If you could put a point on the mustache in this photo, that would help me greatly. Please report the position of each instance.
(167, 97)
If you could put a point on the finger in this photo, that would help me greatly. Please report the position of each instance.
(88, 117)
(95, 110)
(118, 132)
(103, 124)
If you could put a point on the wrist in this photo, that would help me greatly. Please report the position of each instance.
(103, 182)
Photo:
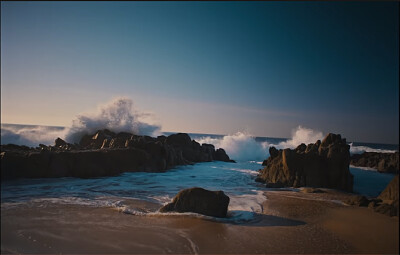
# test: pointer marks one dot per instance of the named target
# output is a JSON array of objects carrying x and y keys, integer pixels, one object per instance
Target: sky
[{"x": 207, "y": 67}]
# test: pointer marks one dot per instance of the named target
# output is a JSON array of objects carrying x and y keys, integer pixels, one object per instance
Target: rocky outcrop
[
  {"x": 198, "y": 200},
  {"x": 322, "y": 164},
  {"x": 104, "y": 153},
  {"x": 383, "y": 162}
]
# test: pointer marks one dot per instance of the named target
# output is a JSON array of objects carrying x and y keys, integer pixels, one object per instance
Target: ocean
[{"x": 235, "y": 179}]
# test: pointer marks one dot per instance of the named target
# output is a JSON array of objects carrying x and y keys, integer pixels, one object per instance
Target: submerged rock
[
  {"x": 323, "y": 164},
  {"x": 391, "y": 192},
  {"x": 199, "y": 200},
  {"x": 383, "y": 162},
  {"x": 105, "y": 153}
]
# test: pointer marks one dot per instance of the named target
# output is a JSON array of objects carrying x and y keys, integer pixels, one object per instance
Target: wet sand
[{"x": 292, "y": 222}]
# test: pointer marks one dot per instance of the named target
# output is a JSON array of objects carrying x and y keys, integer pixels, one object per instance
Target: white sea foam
[
  {"x": 30, "y": 135},
  {"x": 360, "y": 149},
  {"x": 117, "y": 115},
  {"x": 240, "y": 146},
  {"x": 364, "y": 168},
  {"x": 301, "y": 135}
]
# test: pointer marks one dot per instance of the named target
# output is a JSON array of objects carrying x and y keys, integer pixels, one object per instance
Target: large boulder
[
  {"x": 104, "y": 153},
  {"x": 199, "y": 200},
  {"x": 383, "y": 162},
  {"x": 322, "y": 164},
  {"x": 391, "y": 192}
]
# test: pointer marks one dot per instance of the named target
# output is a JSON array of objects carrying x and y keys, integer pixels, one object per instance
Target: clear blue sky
[{"x": 210, "y": 67}]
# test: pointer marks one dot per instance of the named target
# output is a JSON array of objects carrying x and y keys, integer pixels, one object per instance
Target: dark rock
[
  {"x": 391, "y": 192},
  {"x": 104, "y": 153},
  {"x": 198, "y": 200},
  {"x": 323, "y": 164},
  {"x": 273, "y": 152},
  {"x": 383, "y": 162},
  {"x": 312, "y": 190},
  {"x": 388, "y": 209},
  {"x": 276, "y": 185},
  {"x": 358, "y": 200}
]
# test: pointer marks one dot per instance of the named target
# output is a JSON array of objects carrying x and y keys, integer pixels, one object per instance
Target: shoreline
[{"x": 291, "y": 222}]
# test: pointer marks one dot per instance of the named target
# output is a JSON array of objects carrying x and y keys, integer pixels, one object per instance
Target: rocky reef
[
  {"x": 105, "y": 153},
  {"x": 199, "y": 200},
  {"x": 322, "y": 164},
  {"x": 383, "y": 162}
]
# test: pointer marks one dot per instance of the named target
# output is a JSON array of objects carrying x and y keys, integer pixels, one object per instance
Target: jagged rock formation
[
  {"x": 322, "y": 164},
  {"x": 383, "y": 162},
  {"x": 105, "y": 153},
  {"x": 198, "y": 200}
]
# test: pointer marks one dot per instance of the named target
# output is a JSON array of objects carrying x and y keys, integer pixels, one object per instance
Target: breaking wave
[
  {"x": 117, "y": 115},
  {"x": 239, "y": 146},
  {"x": 244, "y": 147}
]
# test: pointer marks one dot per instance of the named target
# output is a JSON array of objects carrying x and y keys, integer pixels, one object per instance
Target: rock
[
  {"x": 311, "y": 190},
  {"x": 383, "y": 162},
  {"x": 104, "y": 153},
  {"x": 322, "y": 164},
  {"x": 358, "y": 200},
  {"x": 198, "y": 200},
  {"x": 391, "y": 192},
  {"x": 274, "y": 185},
  {"x": 273, "y": 152},
  {"x": 388, "y": 209}
]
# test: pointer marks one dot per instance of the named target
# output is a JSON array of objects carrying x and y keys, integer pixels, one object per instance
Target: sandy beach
[{"x": 291, "y": 223}]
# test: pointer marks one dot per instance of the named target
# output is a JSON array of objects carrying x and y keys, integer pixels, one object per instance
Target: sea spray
[
  {"x": 30, "y": 135},
  {"x": 301, "y": 135},
  {"x": 117, "y": 115},
  {"x": 240, "y": 146}
]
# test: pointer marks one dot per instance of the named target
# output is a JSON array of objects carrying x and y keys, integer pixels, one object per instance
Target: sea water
[{"x": 235, "y": 179}]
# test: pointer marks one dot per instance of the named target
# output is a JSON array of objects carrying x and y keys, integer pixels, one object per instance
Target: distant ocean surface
[{"x": 235, "y": 179}]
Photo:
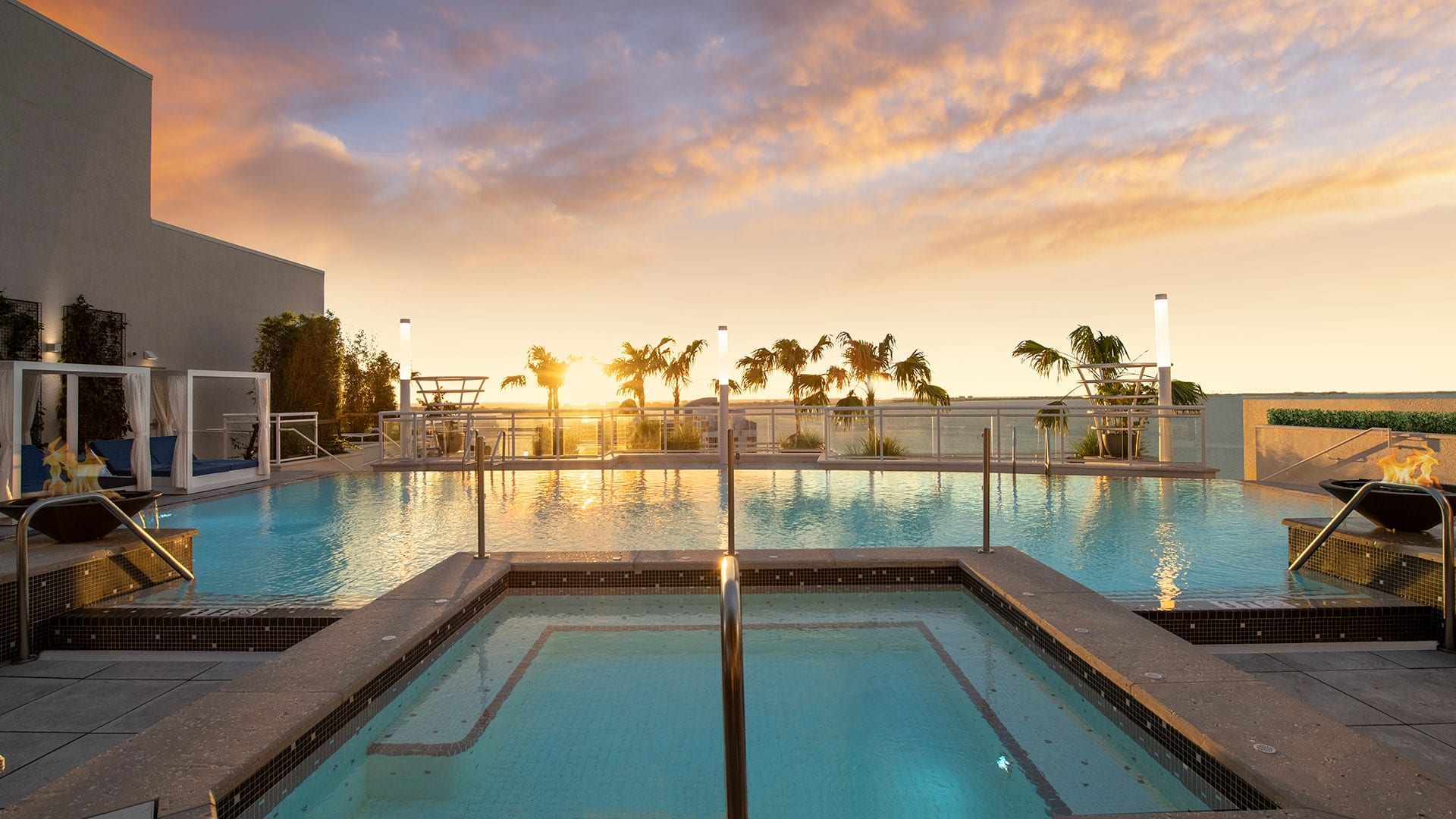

______________________________

## Work required:
What you return should be all of the material above, exactly, and none of its pictures.

## Result for this task:
If you could put a point on the mustache in this photo, that would help me greatly. Please report the position of each instance.
(167, 97)
If you could put a point on the finger in this photo, that would help me greatly. Please report the position of each instance.
(88, 117)
(95, 110)
(118, 132)
(103, 124)
If you could put a point on the wrist in this photo, that would help me greatly. Please report the position of each instance.
(103, 182)
Photo:
# test: pointer marks one dot per instance of the named target
# output is a JSON array of objects carrying x and y keys, integer pixels, one object per instance
Target: sky
[{"x": 207, "y": 67}]
# test: pointer marks one dot per instance of the named target
# output is a JSON array of objects carrying x and y keys, integer pixels, one object per instance
Target: rocky outcrop
[
  {"x": 198, "y": 200},
  {"x": 322, "y": 164},
  {"x": 104, "y": 153},
  {"x": 383, "y": 162}
]
# test: pointer marks one dot per instance of the named target
# output is a JSON array of objects carrying x and y keys, integer pixels, one object per instance
Target: ocean
[{"x": 235, "y": 179}]
# test: pointer marks one dot per instance of the named target
# output is a JSON array of objects carrying x and y keys, integer pixels, one object per instance
Target: submerged rock
[
  {"x": 323, "y": 164},
  {"x": 391, "y": 192},
  {"x": 199, "y": 200},
  {"x": 383, "y": 162},
  {"x": 105, "y": 153}
]
# test: pointer marks one dot per instance of the named target
# output is a JSON array of objects carrying x and y keys, integer pixels, one object per instance
Target: wet sand
[{"x": 292, "y": 222}]
# test: pointer marks one dot per instance of the named target
# output is a JSON array of objects carrying x and y keys, integer pixels, one object per instance
Target: white sea foam
[
  {"x": 30, "y": 135},
  {"x": 360, "y": 149},
  {"x": 117, "y": 115},
  {"x": 240, "y": 146},
  {"x": 364, "y": 168},
  {"x": 301, "y": 135}
]
# test: pointer marks one dot per instance of the named target
# output is a JSON array of objects carrying x and y keys, integer pixels, one object per instance
Target: large boulder
[
  {"x": 104, "y": 153},
  {"x": 199, "y": 200},
  {"x": 383, "y": 162},
  {"x": 322, "y": 164},
  {"x": 391, "y": 192}
]
# test: pointer marks one dot per instance of the named target
# output is a JSON array of objects carrying x and y keys, integer pixels, one object per instance
Target: clear blue sky
[{"x": 210, "y": 67}]
# test: pointer marks one dot per instance of the named target
# output is a JSON array of objects carrying x and y keys, integer pixels, one object per instance
Target: dark rock
[
  {"x": 391, "y": 192},
  {"x": 104, "y": 153},
  {"x": 198, "y": 200},
  {"x": 323, "y": 164},
  {"x": 273, "y": 152},
  {"x": 383, "y": 162},
  {"x": 312, "y": 190},
  {"x": 388, "y": 209},
  {"x": 276, "y": 185},
  {"x": 358, "y": 200}
]
# test: pointer marks one dot per instance of the named target
# output is a JSON array of objects carrying x and y keys, integer pixels, one object per instance
Target: shoreline
[{"x": 291, "y": 222}]
# test: pointer marks one dot per instance of the named target
# output is a JSON array of objects carrying x and y keys, integer pixels, one object per instance
Target: rocky reef
[
  {"x": 105, "y": 153},
  {"x": 199, "y": 200},
  {"x": 322, "y": 164},
  {"x": 383, "y": 162}
]
# test: pointer marks one dot per instance of the named target
# output is a JSON array of objects carrying x and y keys, integer pixels, one object per instance
Target: jagged rock formation
[
  {"x": 322, "y": 164},
  {"x": 383, "y": 162},
  {"x": 105, "y": 153},
  {"x": 198, "y": 200}
]
# test: pointer marks one dot per instance of the named target
# output is a JSON array of objects carrying x and y keys, integer pixels, one object per instance
Target: breaking wave
[
  {"x": 117, "y": 115},
  {"x": 239, "y": 146},
  {"x": 244, "y": 147}
]
# test: pointer marks one dot per instance of the named target
# output is a JSON array of objects carrying x and y keys, integer pixels, one object per instance
Target: rock
[
  {"x": 311, "y": 190},
  {"x": 383, "y": 162},
  {"x": 104, "y": 153},
  {"x": 322, "y": 164},
  {"x": 358, "y": 200},
  {"x": 198, "y": 200},
  {"x": 391, "y": 192},
  {"x": 274, "y": 185},
  {"x": 273, "y": 152},
  {"x": 388, "y": 209}
]
# test: pointer marks one dot per instance of the named target
# output is a JSON array of objects carrying x and y keys, integer pixels, one object per instance
Target: sandy beach
[{"x": 291, "y": 223}]
# test: pointer marks one dot per instance of the named target
# output is a JSON array of objects carrying x and y keys, integer pixels, one object per instance
Target: sea spray
[
  {"x": 30, "y": 135},
  {"x": 301, "y": 135},
  {"x": 117, "y": 115},
  {"x": 240, "y": 146}
]
# test: pointer marks one dot per instance of the named target
# output is a JSON array of objects carrying x and y keys, integer pixels, one object per instance
Target: sea water
[{"x": 235, "y": 179}]
# test: pointer marks one dot per instance of the named target
# output is a JSON array of objects carrying x and y keys, integer pixels, one object per instance
Target: distant ocean surface
[{"x": 235, "y": 179}]
Photo:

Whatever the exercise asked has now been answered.